## TASK GOAL
A verbatim repeat of the lines below is required, with the pictures removed.

## RECORDS SHOWN
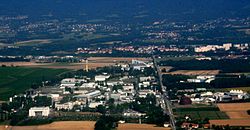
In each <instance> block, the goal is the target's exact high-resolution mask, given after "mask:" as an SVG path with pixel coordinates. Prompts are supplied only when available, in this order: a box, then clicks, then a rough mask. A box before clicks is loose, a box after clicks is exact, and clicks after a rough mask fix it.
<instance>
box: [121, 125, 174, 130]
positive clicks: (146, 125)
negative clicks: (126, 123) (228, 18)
mask: <svg viewBox="0 0 250 130" xmlns="http://www.w3.org/2000/svg"><path fill="white" fill-rule="evenodd" d="M117 130H171V129H170V128H163V127H156V126H155V125H149V124H119V127H118V129H117Z"/></svg>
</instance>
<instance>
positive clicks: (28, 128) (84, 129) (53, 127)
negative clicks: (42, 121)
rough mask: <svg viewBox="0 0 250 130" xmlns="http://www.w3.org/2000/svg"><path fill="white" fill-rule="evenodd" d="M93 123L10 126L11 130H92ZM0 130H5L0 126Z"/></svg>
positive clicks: (78, 123)
mask: <svg viewBox="0 0 250 130" xmlns="http://www.w3.org/2000/svg"><path fill="white" fill-rule="evenodd" d="M94 126H95V122H94V121H59V122H53V123H51V124H47V125H38V126H10V127H9V128H8V130H9V129H11V130H94ZM0 130H7V129H5V127H4V126H2V128H1V126H0Z"/></svg>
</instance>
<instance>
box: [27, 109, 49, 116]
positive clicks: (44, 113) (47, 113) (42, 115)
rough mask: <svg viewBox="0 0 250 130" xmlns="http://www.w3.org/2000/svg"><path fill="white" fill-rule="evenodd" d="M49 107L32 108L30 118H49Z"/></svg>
mask: <svg viewBox="0 0 250 130" xmlns="http://www.w3.org/2000/svg"><path fill="white" fill-rule="evenodd" d="M49 113H50V109H49V107H32V108H30V109H29V117H35V116H49Z"/></svg>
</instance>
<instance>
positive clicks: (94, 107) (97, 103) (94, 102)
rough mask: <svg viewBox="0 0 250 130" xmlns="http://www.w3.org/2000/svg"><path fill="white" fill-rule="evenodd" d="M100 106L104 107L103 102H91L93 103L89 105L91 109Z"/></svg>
mask: <svg viewBox="0 0 250 130" xmlns="http://www.w3.org/2000/svg"><path fill="white" fill-rule="evenodd" d="M99 105H103V103H102V102H91V103H90V104H89V108H96V107H98V106H99Z"/></svg>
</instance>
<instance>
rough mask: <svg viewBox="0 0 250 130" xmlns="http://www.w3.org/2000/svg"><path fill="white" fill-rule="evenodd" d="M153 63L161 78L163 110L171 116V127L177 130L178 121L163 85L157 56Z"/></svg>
mask: <svg viewBox="0 0 250 130" xmlns="http://www.w3.org/2000/svg"><path fill="white" fill-rule="evenodd" d="M153 62H154V67H155V69H156V71H157V75H158V77H159V84H160V86H161V89H162V95H161V100H162V102H163V103H164V104H163V105H162V108H163V109H164V112H165V113H166V114H168V115H169V118H170V125H171V128H172V130H176V125H175V122H176V120H175V117H174V113H173V109H172V106H171V104H172V103H171V101H169V99H168V93H167V90H166V87H165V86H164V85H163V83H162V74H161V69H160V67H159V66H158V65H157V61H156V58H155V56H153Z"/></svg>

## EXPECTED ANSWER
In each <instance> block, the goal is the target's exact high-resolution mask, given after "mask:" as an SVG path with pixel coordinates. Prompts are supplied only when available, in this order: a box, then clicks, then a rough mask. A box before clicks is loose, a box after clicks is exact, and clicks after a rough mask fix it.
<instance>
box: [121, 125, 174, 130]
positive clicks: (146, 125)
negative clicks: (126, 123) (228, 18)
mask: <svg viewBox="0 0 250 130" xmlns="http://www.w3.org/2000/svg"><path fill="white" fill-rule="evenodd" d="M117 130H171V129H170V128H163V127H156V126H155V125H149V124H119V127H118V129H117Z"/></svg>
</instance>
<instance>
positive clicks: (28, 128) (84, 129) (53, 127)
negative clicks: (42, 121)
rough mask: <svg viewBox="0 0 250 130" xmlns="http://www.w3.org/2000/svg"><path fill="white" fill-rule="evenodd" d="M93 123L10 126L11 130H92ZM0 130H5L0 126Z"/></svg>
positive clicks: (78, 123)
mask: <svg viewBox="0 0 250 130" xmlns="http://www.w3.org/2000/svg"><path fill="white" fill-rule="evenodd" d="M94 126H95V122H94V121H59V122H53V123H51V124H47V125H38V126H10V127H9V128H8V130H9V129H11V130H94ZM0 130H7V129H5V127H4V126H2V128H1V126H0Z"/></svg>
</instance>
<instance>
box: [27, 109, 49, 116]
positive clicks: (44, 113) (47, 113) (42, 115)
rough mask: <svg viewBox="0 0 250 130" xmlns="http://www.w3.org/2000/svg"><path fill="white" fill-rule="evenodd" d="M49 107L32 108L30 118H49Z"/></svg>
mask: <svg viewBox="0 0 250 130" xmlns="http://www.w3.org/2000/svg"><path fill="white" fill-rule="evenodd" d="M49 113H50V109H49V107H32V108H30V109H29V117H35V116H49Z"/></svg>
</instance>
<instance>
positive clicks: (94, 107) (97, 103) (94, 102)
rough mask: <svg viewBox="0 0 250 130" xmlns="http://www.w3.org/2000/svg"><path fill="white" fill-rule="evenodd" d="M100 106L104 107L103 102H91L93 103L89 105L91 109Z"/></svg>
mask: <svg viewBox="0 0 250 130" xmlns="http://www.w3.org/2000/svg"><path fill="white" fill-rule="evenodd" d="M99 105H103V103H102V102H91V103H90V104H89V108H96V107H98V106H99Z"/></svg>
</instance>
<instance>
rough mask: <svg viewBox="0 0 250 130" xmlns="http://www.w3.org/2000/svg"><path fill="white" fill-rule="evenodd" d="M153 63L161 78L163 110L171 116V127L177 130L178 121L163 85L157 56Z"/></svg>
mask: <svg viewBox="0 0 250 130" xmlns="http://www.w3.org/2000/svg"><path fill="white" fill-rule="evenodd" d="M153 62H154V67H155V69H156V71H157V75H158V77H159V84H160V86H161V89H162V95H161V100H162V102H163V103H164V104H163V105H162V108H163V109H164V112H165V113H166V114H168V115H169V118H170V125H171V128H172V130H176V125H175V122H176V120H175V117H174V113H173V109H172V106H171V104H172V103H171V101H169V99H168V93H167V90H166V87H165V86H164V85H163V83H162V74H161V69H160V67H159V66H158V65H157V61H156V58H155V56H153Z"/></svg>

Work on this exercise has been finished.